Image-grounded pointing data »

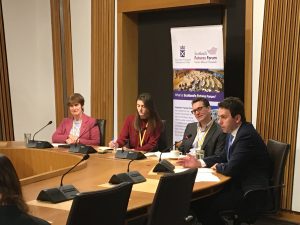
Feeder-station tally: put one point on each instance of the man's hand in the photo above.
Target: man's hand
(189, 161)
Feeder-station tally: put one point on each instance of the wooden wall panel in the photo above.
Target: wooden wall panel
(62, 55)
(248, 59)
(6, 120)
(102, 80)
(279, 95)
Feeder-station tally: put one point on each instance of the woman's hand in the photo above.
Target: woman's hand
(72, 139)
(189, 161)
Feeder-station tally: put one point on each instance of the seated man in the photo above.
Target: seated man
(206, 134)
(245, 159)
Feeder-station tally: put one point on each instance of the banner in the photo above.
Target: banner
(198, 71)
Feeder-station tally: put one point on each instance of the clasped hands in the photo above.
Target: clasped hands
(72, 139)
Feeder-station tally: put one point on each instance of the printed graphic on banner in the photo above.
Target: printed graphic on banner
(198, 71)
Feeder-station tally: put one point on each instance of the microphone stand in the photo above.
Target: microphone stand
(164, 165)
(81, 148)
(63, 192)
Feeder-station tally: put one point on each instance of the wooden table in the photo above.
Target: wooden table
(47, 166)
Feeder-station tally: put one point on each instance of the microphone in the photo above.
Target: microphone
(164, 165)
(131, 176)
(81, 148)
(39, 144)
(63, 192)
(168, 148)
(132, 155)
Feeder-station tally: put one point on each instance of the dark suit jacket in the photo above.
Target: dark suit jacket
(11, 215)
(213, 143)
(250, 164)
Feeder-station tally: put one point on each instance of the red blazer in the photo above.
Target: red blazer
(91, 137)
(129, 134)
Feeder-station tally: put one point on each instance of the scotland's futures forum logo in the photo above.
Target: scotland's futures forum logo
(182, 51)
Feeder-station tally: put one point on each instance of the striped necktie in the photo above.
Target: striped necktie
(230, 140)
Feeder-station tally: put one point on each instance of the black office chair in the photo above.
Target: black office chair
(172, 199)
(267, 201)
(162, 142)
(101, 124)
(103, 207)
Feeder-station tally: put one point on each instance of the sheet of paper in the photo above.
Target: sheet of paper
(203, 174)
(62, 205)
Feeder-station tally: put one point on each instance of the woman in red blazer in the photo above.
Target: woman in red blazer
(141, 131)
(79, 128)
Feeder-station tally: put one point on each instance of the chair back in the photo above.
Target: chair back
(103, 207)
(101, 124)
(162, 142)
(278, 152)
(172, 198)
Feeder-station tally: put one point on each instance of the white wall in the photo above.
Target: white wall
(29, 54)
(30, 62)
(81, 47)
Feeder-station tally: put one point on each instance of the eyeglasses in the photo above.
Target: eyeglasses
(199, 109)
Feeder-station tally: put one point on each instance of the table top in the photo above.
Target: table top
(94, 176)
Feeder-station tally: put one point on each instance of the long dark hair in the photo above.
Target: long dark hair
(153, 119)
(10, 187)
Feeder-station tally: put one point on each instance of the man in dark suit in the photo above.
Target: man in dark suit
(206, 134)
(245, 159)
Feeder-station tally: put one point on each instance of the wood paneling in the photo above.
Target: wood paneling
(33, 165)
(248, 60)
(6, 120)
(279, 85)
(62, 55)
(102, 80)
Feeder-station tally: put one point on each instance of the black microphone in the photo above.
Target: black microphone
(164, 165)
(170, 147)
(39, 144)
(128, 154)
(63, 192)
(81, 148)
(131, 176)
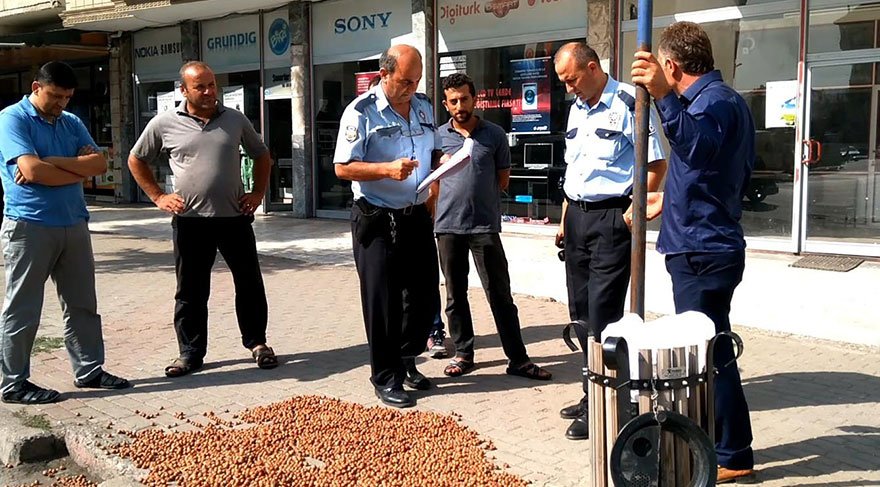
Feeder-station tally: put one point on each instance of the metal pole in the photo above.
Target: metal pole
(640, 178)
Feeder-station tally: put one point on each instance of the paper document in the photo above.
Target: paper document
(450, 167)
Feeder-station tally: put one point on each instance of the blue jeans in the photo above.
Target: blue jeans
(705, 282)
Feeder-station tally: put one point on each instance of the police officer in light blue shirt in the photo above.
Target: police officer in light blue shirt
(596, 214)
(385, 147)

AIM OF THE EXERCISE »
Reproduce the records above exactly, leaving out every picture they contain.

FINISHED EXERCISE »
Feeder-station tally: put one point on each instance of the man's hand in the photo above.
Target: man's hand
(189, 161)
Feeder-station tally: put one point on each instance of the wooden wall panel in the photo above.
Target: wooden wall panel
(62, 55)
(248, 59)
(6, 120)
(102, 80)
(279, 95)
Feeder-station tally: put one point on each instance of the woman's hand in the photo above.
Target: woman's hand
(72, 139)
(189, 161)
Feeder-station tally: put one point on each instance of the seated man in the photo above.
Target: seated man
(206, 134)
(245, 159)
Feeder-station tally: put one point on each instance of the banner in the photo above.
Target: banner
(198, 71)
Feeder-station tally: put one point on each instance of the clasped hands in the photo above.
Target: clasped hands
(72, 139)
Feeder-station tally: put one point on each instance of the printed graphic on banner in the photo above.
Target: printed graphic on banner
(198, 71)
Feeder-station tally: put one point on each instance of the microphone stand in the photo above.
Target: microphone stand
(164, 165)
(81, 148)
(63, 192)
Feeder-station tally: put one point on each instance of the wooden table in the photo above.
Target: wooden table
(47, 166)
Feeder-station tally: put one point on each instance of the microphone in the photo above.
Target: microphone
(164, 165)
(131, 176)
(81, 148)
(39, 144)
(63, 192)
(168, 148)
(132, 155)
Feeder-station tally: put one point on each instance of the dark suit jacket in the photo above.
Target: dark suit jacket
(11, 215)
(213, 143)
(250, 164)
Feeder-station tally: put one point on each instance of the red blazer in the photo above.
Target: red blazer
(91, 137)
(129, 134)
Feeder-station tally: put one point on each instance of the scotland's futures forum logo in the photo above.
Target: scotland's futures forum logo
(182, 51)
Feeder-station tally: put one point on each instance of the striped necktie in the photo above.
Target: striped necktie
(230, 140)
Feeder-station tally: put one point on each instance of the black office chair in the photo above.
Target: black office chair
(172, 199)
(267, 201)
(162, 142)
(101, 124)
(103, 207)
Feeder-station tally: put one point on each instance of the sheet of paper in the photo above.
Target: sheet of paper
(203, 174)
(62, 205)
Feeder-station tally: put one point on each instance of the woman in red blazer in the photo above.
Target: woman in red blazer
(141, 131)
(79, 128)
Feeder-station tally: put one point on each instance of the chair back in the photo above.
Target: chair back
(103, 207)
(101, 124)
(162, 142)
(278, 152)
(172, 198)
Feeder-station tally: put one point on each instance of the white wall in the photo above.
Target: white wall
(29, 54)
(30, 62)
(81, 47)
Feeder-station tally: put one point on each instance of the eyeglasses in the photo above.
Target: eyeglasses
(199, 109)
Feeder-station tally: put one point on each instance of the table top in the photo above.
Target: table top
(94, 176)
Feeder-station tally: put one point on each instance of the long dark hair in the photo above.
Target: long dark hair
(153, 119)
(10, 187)
Feeder-station tally: put one point on each instance of the man in dark suit in the photo above.
Target: man in dark suit
(206, 134)
(245, 159)
Feeder-station tally: put one point on each instance of the wood paneling in the photo above.
Target: wood paneling
(33, 165)
(248, 60)
(6, 120)
(279, 85)
(62, 55)
(102, 80)
Feeder-station tally: put one point on each instance of the black microphone in the photo above.
Target: black microphone
(164, 165)
(170, 147)
(39, 144)
(128, 154)
(63, 192)
(81, 148)
(131, 176)
Feeder-station tally: put one point on each instance of the metal pole in the photo above.
Target: metal pole
(640, 178)
Feeder-station tally: put one point on each instance of the paper document in the photo above.
Target: paper document
(450, 167)
Feeder-station tally: put one point on each instance of the blue jeans in the photo above.
Target: blue jeans
(705, 282)
Feeder-station tally: put one point on each instance of the police officer in light blue shirt in the photo above.
Target: police officer in light blue shirt
(596, 214)
(385, 147)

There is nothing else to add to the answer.